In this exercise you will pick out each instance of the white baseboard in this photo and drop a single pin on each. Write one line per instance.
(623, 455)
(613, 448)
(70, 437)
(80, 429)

+ + +

Exercise goal: Copy each of the rows above word for word, one line at a time, without changing anything.

Solution:
In this exercise you will pick out each instance of the white baseboard in this photo and drop a single pin on each. Write one line per instance.
(623, 455)
(613, 448)
(70, 437)
(80, 429)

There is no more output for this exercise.